## [WHAT THE TASK ASKS]
Will you write out the data exactly, excluding every picture?

[Point annotations for photos]
##############################

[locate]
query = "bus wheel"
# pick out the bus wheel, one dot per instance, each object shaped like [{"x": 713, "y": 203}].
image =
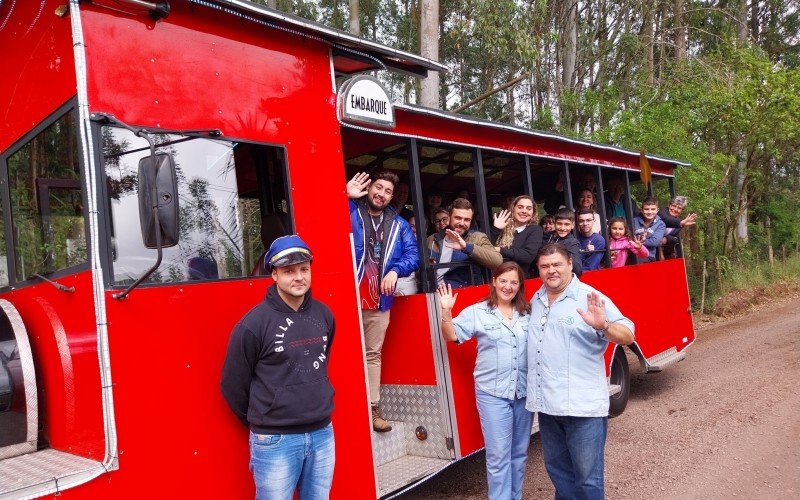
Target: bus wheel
[{"x": 621, "y": 376}]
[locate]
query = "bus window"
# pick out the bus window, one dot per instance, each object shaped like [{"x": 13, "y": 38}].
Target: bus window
[
  {"x": 3, "y": 256},
  {"x": 47, "y": 202},
  {"x": 233, "y": 203},
  {"x": 505, "y": 179}
]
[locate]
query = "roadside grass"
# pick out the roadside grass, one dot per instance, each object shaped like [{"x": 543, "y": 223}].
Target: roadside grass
[
  {"x": 747, "y": 275},
  {"x": 741, "y": 286}
]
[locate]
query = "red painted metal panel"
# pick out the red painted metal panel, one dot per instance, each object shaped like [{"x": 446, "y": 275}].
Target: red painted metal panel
[
  {"x": 61, "y": 327},
  {"x": 39, "y": 69},
  {"x": 194, "y": 70},
  {"x": 407, "y": 355},
  {"x": 655, "y": 297}
]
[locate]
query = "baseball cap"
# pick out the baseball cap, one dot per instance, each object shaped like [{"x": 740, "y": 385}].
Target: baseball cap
[{"x": 287, "y": 251}]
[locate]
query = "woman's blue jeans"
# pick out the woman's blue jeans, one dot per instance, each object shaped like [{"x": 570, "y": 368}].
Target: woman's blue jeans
[
  {"x": 283, "y": 463},
  {"x": 574, "y": 449},
  {"x": 506, "y": 426}
]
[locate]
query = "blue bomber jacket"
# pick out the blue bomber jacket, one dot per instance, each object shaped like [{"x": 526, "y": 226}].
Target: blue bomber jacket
[{"x": 401, "y": 254}]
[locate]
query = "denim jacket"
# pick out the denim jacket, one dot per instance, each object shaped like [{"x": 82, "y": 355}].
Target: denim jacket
[{"x": 502, "y": 365}]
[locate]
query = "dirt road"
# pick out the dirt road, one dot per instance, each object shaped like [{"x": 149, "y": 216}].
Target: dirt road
[{"x": 724, "y": 423}]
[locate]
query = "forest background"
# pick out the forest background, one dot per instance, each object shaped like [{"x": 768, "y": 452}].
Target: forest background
[{"x": 713, "y": 83}]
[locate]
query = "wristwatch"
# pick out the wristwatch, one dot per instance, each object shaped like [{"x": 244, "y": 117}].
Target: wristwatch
[{"x": 602, "y": 333}]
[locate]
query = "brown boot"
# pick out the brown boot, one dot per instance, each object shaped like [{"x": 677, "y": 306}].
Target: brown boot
[{"x": 378, "y": 422}]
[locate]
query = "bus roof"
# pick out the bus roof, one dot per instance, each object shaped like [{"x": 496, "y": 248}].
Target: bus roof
[
  {"x": 351, "y": 54},
  {"x": 532, "y": 132}
]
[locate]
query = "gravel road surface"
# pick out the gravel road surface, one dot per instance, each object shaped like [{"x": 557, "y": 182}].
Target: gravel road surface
[{"x": 721, "y": 424}]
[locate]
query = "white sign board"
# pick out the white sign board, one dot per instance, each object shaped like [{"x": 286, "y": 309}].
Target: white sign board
[{"x": 363, "y": 99}]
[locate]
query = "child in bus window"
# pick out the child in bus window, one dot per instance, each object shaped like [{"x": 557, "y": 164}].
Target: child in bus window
[
  {"x": 650, "y": 225},
  {"x": 587, "y": 200},
  {"x": 564, "y": 222},
  {"x": 622, "y": 242},
  {"x": 548, "y": 224}
]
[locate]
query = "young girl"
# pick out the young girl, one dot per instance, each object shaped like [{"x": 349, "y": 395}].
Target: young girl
[{"x": 622, "y": 241}]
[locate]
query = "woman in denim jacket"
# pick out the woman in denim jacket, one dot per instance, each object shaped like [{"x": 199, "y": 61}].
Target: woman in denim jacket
[{"x": 500, "y": 325}]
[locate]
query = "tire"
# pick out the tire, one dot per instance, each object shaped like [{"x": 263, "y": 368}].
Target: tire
[{"x": 621, "y": 376}]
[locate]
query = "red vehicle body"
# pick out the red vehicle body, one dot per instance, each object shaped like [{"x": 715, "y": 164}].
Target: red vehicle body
[{"x": 126, "y": 397}]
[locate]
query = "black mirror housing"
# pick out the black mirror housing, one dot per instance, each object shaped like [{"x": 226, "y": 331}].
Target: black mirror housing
[{"x": 158, "y": 178}]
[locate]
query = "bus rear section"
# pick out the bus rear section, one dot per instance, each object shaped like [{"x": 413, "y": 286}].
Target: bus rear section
[
  {"x": 111, "y": 356},
  {"x": 427, "y": 386}
]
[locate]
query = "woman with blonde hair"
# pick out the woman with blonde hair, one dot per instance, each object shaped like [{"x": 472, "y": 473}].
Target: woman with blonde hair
[
  {"x": 516, "y": 234},
  {"x": 499, "y": 323}
]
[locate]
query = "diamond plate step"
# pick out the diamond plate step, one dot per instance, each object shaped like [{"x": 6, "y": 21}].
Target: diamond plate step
[{"x": 41, "y": 472}]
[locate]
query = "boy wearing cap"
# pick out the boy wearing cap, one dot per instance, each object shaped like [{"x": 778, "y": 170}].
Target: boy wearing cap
[
  {"x": 275, "y": 379},
  {"x": 385, "y": 249}
]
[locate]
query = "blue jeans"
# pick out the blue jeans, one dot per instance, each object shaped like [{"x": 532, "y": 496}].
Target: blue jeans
[
  {"x": 506, "y": 427},
  {"x": 281, "y": 463},
  {"x": 574, "y": 450}
]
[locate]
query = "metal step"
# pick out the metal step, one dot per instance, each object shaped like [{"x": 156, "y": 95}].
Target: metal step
[
  {"x": 664, "y": 359},
  {"x": 43, "y": 472}
]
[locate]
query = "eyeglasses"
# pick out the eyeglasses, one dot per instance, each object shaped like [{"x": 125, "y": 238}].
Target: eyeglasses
[{"x": 556, "y": 266}]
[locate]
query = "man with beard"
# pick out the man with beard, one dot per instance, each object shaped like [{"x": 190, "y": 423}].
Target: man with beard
[
  {"x": 459, "y": 243},
  {"x": 385, "y": 249},
  {"x": 275, "y": 379},
  {"x": 570, "y": 327}
]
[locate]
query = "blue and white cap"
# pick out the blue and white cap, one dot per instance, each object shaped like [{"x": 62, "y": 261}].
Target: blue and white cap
[{"x": 287, "y": 251}]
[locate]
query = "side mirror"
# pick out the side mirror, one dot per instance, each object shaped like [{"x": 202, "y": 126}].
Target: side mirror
[{"x": 157, "y": 178}]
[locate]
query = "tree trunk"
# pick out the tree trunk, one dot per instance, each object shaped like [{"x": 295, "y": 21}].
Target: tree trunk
[
  {"x": 569, "y": 54},
  {"x": 680, "y": 33},
  {"x": 741, "y": 23},
  {"x": 429, "y": 48},
  {"x": 740, "y": 233},
  {"x": 648, "y": 40},
  {"x": 354, "y": 24}
]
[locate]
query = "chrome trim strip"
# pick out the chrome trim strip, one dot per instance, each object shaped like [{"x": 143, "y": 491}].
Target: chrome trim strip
[
  {"x": 537, "y": 133},
  {"x": 487, "y": 148},
  {"x": 110, "y": 461},
  {"x": 442, "y": 366}
]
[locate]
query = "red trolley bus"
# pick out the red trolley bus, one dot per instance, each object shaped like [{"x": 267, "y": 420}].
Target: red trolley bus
[{"x": 149, "y": 153}]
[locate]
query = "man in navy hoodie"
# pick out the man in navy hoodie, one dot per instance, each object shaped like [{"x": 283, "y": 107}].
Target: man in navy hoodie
[
  {"x": 275, "y": 379},
  {"x": 385, "y": 250}
]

##############################

## [SOLUTION TO THIS PROBLEM]
[locate]
query = "bus wheel"
# pick out the bus wheel, one dot per instance, each object shaped like [{"x": 713, "y": 203}].
image =
Target: bus wheel
[{"x": 621, "y": 376}]
[locate]
query = "bus window"
# pick out the bus window, one dot per instance, each object shaped like [{"x": 13, "y": 38}].
Target: bus window
[
  {"x": 3, "y": 256},
  {"x": 47, "y": 202},
  {"x": 233, "y": 203},
  {"x": 505, "y": 179}
]
[locate]
query = "roadside grass"
# pick out the roadside grass, one dot per instance, each object shaped like [{"x": 543, "y": 223}].
Target: roadside grass
[
  {"x": 747, "y": 275},
  {"x": 741, "y": 286}
]
[locate]
query = "red painted metal panel"
# pick out the red painted metal panel, one dot per instance, each object shaped like [{"x": 446, "y": 275}].
Target: red painted metal panel
[
  {"x": 61, "y": 327},
  {"x": 39, "y": 69},
  {"x": 194, "y": 70},
  {"x": 407, "y": 355},
  {"x": 655, "y": 297}
]
[locate]
query = "baseball cap"
# pick out the baseball cap, one dot per instance, each object shaped like [{"x": 740, "y": 385}].
Target: baseball cap
[{"x": 287, "y": 251}]
[locate]
query = "woman's blue jeans"
# pick out the woman's blue jeans, one dot per instance, each object shaped like [{"x": 570, "y": 368}].
Target: woman's blue jeans
[
  {"x": 283, "y": 463},
  {"x": 574, "y": 449},
  {"x": 506, "y": 426}
]
[locate]
query = "blue bomber jacket"
# pick out the blue bomber jacket, one dot per instance, each object shaped like [{"x": 526, "y": 226}].
Target: blue bomber jacket
[{"x": 401, "y": 254}]
[locate]
query = "denim jacket"
# pick out the denim jacket, one dot per instance, each object shaped like [{"x": 82, "y": 355}].
Target: denim jacket
[{"x": 502, "y": 365}]
[locate]
query = "dirt road"
# pick out the dirt road, one dot per instance, each object shaped like [{"x": 149, "y": 216}].
Target: dirt road
[{"x": 724, "y": 423}]
[locate]
query = "forest background"
# pick out the forest background, one dot per instance, each object shaped like [{"x": 768, "y": 452}].
Target: forest background
[{"x": 713, "y": 83}]
[locate]
query = "wristwatch"
# pick out the wristwatch, one dot per instance, each object shaped like [{"x": 244, "y": 117}].
Target: wristwatch
[{"x": 602, "y": 333}]
[locate]
query = "brown boot"
# pick out the brown boot, one dot per instance, each object shaped like [{"x": 677, "y": 306}].
Target: brown boot
[{"x": 378, "y": 422}]
[locate]
query = "bus roof"
# pick out the bus roof, one dot per instance, each object shaped like [{"x": 496, "y": 248}].
Target: bus roof
[
  {"x": 351, "y": 54},
  {"x": 532, "y": 132}
]
[locate]
query = "gravel road surface"
# pick out the gravel road surface, one dot per instance, each object shaped like [{"x": 557, "y": 182}].
Target: gravel road surface
[{"x": 721, "y": 424}]
[locate]
query = "white sign board"
# pick out the white sign board, one dot per instance, each object shaped like [{"x": 286, "y": 309}].
Target: white sign board
[{"x": 363, "y": 99}]
[locate]
query = "child in bus window"
# pick out the child in bus window, one dot per instance, each object shaped like [{"x": 557, "y": 164}].
Target: child in bus window
[
  {"x": 650, "y": 225},
  {"x": 587, "y": 200},
  {"x": 564, "y": 222},
  {"x": 622, "y": 242},
  {"x": 548, "y": 224}
]
[locate]
query = "young girl"
# pick out the young girl, one dot per instance, each object shaped like [{"x": 349, "y": 395}].
Target: young girl
[{"x": 622, "y": 241}]
[locate]
query = "woman in denim jacket"
# pick out the woman in denim jacket, one dot per instance, each object shaped like [{"x": 199, "y": 61}].
Target: woman in denim jacket
[{"x": 500, "y": 325}]
[locate]
query = "tire"
# pick out the tire, one dot per instance, each object shaped like [{"x": 263, "y": 368}].
Target: tire
[{"x": 621, "y": 376}]
[locate]
query = "red vehicle body"
# pick out the red vehicle body, one dot per instance, each object shaped like [{"x": 715, "y": 164}].
Target: red vehicle body
[{"x": 126, "y": 397}]
[locate]
query = "black mirror housing"
# pick out the black mirror housing, one dot per instance, each object shaped like [{"x": 226, "y": 331}].
Target: black mirror housing
[{"x": 158, "y": 178}]
[locate]
query = "bus rear section"
# pick out the bus rear section, one dot per instance, each object shaped like [{"x": 413, "y": 286}].
Target: bus rear section
[
  {"x": 111, "y": 356},
  {"x": 427, "y": 386}
]
[locate]
query = "woman with blonde hair"
# pick out the woman with blonde hair, one dot per instance, each object shaped like [{"x": 472, "y": 473}].
Target: woman with blonde hair
[
  {"x": 516, "y": 234},
  {"x": 499, "y": 323}
]
[locate]
query = "diamond plate step"
# pick out the diamond plate step, one dot per instance, each object shaped like [{"x": 6, "y": 21}].
Target: diamond plate step
[{"x": 41, "y": 472}]
[locate]
query = "boy wearing cap"
# pick out the boy wearing cap, one dot per instance, each object shaped like [{"x": 778, "y": 170}].
Target: boy wearing cap
[
  {"x": 275, "y": 379},
  {"x": 385, "y": 249}
]
[locate]
query = "blue jeans"
# pick out the blue jeans, one dot per instance, each object shaped like [{"x": 532, "y": 496}].
Target: blue jeans
[
  {"x": 506, "y": 427},
  {"x": 281, "y": 463},
  {"x": 574, "y": 450}
]
[locate]
query = "metal step"
# pick out the metal step, one dot per instance, each object shaped like [{"x": 156, "y": 95}].
Target: metal step
[
  {"x": 664, "y": 359},
  {"x": 43, "y": 472}
]
[locate]
query = "eyeglasses"
# pick out the eyeglasses, one dot per instance, each object shaped like [{"x": 125, "y": 238}].
Target: eyeglasses
[{"x": 556, "y": 266}]
[locate]
query = "man with beard"
# pick out the man with beard, one dot per instance, each object shaped like [{"x": 190, "y": 423}].
Target: man with beard
[
  {"x": 459, "y": 243},
  {"x": 385, "y": 249},
  {"x": 275, "y": 379},
  {"x": 570, "y": 327}
]
[locate]
query = "blue and white cap"
# pick out the blue and white cap, one dot per instance, each object shaped like [{"x": 62, "y": 261}].
Target: blue and white cap
[{"x": 287, "y": 251}]
[locate]
query = "side mirror"
# pick out the side mirror, one dot per instance, each object shaped like [{"x": 202, "y": 126}].
Target: side mirror
[{"x": 157, "y": 178}]
[locate]
query = "tree trunk"
# pick out the tree trunk, one dot per instance, each object shaped like [{"x": 295, "y": 21}].
Target: tree trunk
[
  {"x": 569, "y": 54},
  {"x": 680, "y": 33},
  {"x": 741, "y": 23},
  {"x": 429, "y": 48},
  {"x": 740, "y": 233},
  {"x": 648, "y": 40},
  {"x": 354, "y": 24}
]
[locate]
query = "chrome trim strip"
# pick out the chrome trim strip, one dot per instance, each object shaped like [{"x": 143, "y": 491}].
Target: chrome trim strip
[
  {"x": 537, "y": 133},
  {"x": 487, "y": 148},
  {"x": 110, "y": 461},
  {"x": 442, "y": 366}
]
[locate]
query = "red trolley bus"
# pick out the red trolley bus, one dot per instance, each object shaped like [{"x": 267, "y": 420}].
Target: red trolley bus
[{"x": 149, "y": 153}]
[locate]
query = "man in navy hoodie"
# pick out the man in navy hoodie, one dot per instance, each object shaped like [{"x": 283, "y": 107}].
Target: man in navy hoodie
[
  {"x": 275, "y": 379},
  {"x": 385, "y": 250}
]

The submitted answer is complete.